**SUPPLIED TEXT:**
This paper is based on a microscopic class load forecasting method, which focuses on the energy demand of each load unit in the UIES region, and ultimately produces the overall consumption forecast results for each type of energy in the UIES. Compared with the macroscopic class load forecasting method, this type of method explores the energy consumption characteristics of users from within the region, and its modeling is more detailed and thorough, so that more accurate forecast results can be obtained.

Usually, there is a strong correlation between a pixel point of a static image and its relative neighbouring pixel points, so in the field of image recognition, convolutional neural networks are often able to capture the local features of an image through a small receptive field so as to form a feature quantity with certain regularity and correlation in the high-dimensional space. Based on the analysis in subsection 2.2, it can be seen that there is also a certain correlation between the load units of UIES, and the correlation is more significant for load units with the same functional attributes and closer geospatial locations, which is similar to the pixel law of still images. Analogous to the application of CNN in the field of image recognition, as shown in Figure 5. In this paper, each load unit in the studied UIES is regarded as a load pixel point, and the local feature extraction capability of CNN is used to mine the hidden information among load units from local to global perspectives so as to realize ultra-short-term prediction of various types of total loads in the UIES.

FIGURE 5

FIGURE 5. CNN-based feature extraction for load pixel images.

For a colour image, each pixel contains the three colour components of RGB, which can be regarded as a superposition of three layers of two-dimensional arrays, each layer representing a color channel. In the context of this paper, each load unit in UIES has different levels of demand for electricity, heat and cold, so load unit contains the characteristic information of three kinds of loads. Following the storage form of color images, each load pixel follows a certain arrangement to form a comprehensive load pixel image, which consists of three load component images of electricity, heat and cold. In this paper, from the functional characteristics of the load units contained in the studied UIES, the load units are divided into several categories according to their functional attributes, and the load units with close spatial locations in each category are arranged closely. For example, the UIES under study contains $N$ load units, which constitute a composite load pixel image of length and width $\lceil \sqrt{N}\rceil$. The load units of each attribute category are filled with load pixel points of each row along the image column direction in turn, and finally the blank load pixel points are processed by complementary 0.

**WHAT YOU SHOULD DO:** Return the full text on load forecasting word for word. Rely only on the text on load forecasting above.

**INFORMATION SUPPLIED:**
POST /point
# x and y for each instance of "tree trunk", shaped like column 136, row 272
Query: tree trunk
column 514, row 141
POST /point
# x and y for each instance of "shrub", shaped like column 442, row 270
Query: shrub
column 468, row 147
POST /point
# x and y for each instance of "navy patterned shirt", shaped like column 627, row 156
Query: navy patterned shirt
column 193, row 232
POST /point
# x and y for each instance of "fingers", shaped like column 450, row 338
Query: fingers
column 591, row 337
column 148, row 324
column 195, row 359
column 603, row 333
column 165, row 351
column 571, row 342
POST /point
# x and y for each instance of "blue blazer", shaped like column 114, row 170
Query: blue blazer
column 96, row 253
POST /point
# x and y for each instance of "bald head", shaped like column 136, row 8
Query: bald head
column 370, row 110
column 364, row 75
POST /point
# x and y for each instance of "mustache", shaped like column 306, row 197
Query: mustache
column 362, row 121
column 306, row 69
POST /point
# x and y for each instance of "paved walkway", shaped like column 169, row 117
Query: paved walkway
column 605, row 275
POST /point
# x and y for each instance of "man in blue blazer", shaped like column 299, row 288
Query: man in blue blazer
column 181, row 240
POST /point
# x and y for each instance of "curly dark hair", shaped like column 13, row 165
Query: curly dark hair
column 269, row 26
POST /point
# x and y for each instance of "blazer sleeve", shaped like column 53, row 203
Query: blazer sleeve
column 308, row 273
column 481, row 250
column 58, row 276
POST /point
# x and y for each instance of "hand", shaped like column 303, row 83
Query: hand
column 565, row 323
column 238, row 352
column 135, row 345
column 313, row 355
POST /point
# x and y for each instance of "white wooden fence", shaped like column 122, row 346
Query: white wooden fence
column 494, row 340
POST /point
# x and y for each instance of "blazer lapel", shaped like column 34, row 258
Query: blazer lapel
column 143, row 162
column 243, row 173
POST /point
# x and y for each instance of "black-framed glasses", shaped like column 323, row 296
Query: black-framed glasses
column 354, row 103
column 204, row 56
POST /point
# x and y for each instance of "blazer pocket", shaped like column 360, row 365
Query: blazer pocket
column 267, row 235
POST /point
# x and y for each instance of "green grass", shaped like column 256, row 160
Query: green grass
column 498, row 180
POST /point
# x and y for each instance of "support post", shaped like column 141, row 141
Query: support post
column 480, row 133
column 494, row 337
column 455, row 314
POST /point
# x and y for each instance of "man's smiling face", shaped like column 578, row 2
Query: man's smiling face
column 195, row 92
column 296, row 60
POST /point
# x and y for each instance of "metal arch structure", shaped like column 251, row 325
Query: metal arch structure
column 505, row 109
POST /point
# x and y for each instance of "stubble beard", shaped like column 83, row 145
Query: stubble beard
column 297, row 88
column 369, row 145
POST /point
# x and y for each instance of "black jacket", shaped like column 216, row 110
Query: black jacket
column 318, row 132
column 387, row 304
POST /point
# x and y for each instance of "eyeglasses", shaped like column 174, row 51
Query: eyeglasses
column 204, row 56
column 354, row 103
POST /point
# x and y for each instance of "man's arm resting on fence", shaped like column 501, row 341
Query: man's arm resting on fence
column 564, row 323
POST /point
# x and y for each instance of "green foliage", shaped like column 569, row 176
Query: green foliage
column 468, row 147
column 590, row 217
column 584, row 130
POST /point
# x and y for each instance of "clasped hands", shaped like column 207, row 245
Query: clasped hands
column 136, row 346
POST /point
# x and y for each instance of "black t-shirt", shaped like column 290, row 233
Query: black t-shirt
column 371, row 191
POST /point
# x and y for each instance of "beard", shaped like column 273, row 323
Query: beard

**OUTPUT:**
This paper is based on a microscopic class load forecasting method, which focuses on the energy demand of each load unit in the UIES region, and ultimately produces the overall consumption forecast results for each type of energy in the UIES. Compared with the macroscopic class load forecasting method, this type of method explores the energy consumption characteristics of users from within the region, and its modeling is more detailed and thorough, so that more accurate forecast results can be obtained.

Usually, there is a strong correlation between a pixel point of a static image and its relative neighbouring pixel points, so in the field of image recognition, convolutional neural networks are often able to capture the local features of an image through a small receptive field so as to form a feature quantity with certain regularity and correlation in the high-dimensional space. Based on the analysis in subsection 2.2, it can be seen that there is also a certain correlation between the load units of UIES, and the correlation is more significant for load units with the same functional attributes and closer geospatial locations, which is similar to the pixel law of still images. Analogous to the application of CNN in the field of image recognition, as shown in Figure 5. In this paper, each load unit in the studied UIES is regarded as a load pixel point, and the local feature extraction capability of CNN is used to mine the hidden information among load units from local to global perspectives so as to realize ultra-short-term prediction of various types of total loads in the UIES.

FIGURE 5

FIGURE 5. CNN-based feature extraction for load pixel images.

For a colour image, each pixel contains the three colour components of RGB, which can be regarded as a superposition of three layers of two-dimensional arrays, each layer representing a color channel. In the context of this paper, each load unit in UIES has different levels of demand for electricity, heat and cold, so load unit contains the characteristic information of three kinds of loads. Following the storage form of color images, each load pixel follows a certain arrangement to form a comprehensive load pixel image, which consists of three load component images of electricity, heat and cold. In this paper, from the functional characteristics of the load units contained in the studied UIES, the load units are divided into several categories according to their functional attributes, and the load units with close spatial locations in each category are arranged closely. For example, the UIES under study contains $N$ load units, which constitute a composite load pixel image of length and width $\lceil \sqrt{N}\rceil$. The load units of each attribute category are filled with load pixel points of each row along the image column direction in turn, and finally the blank load pixel points are processed by complementary 0.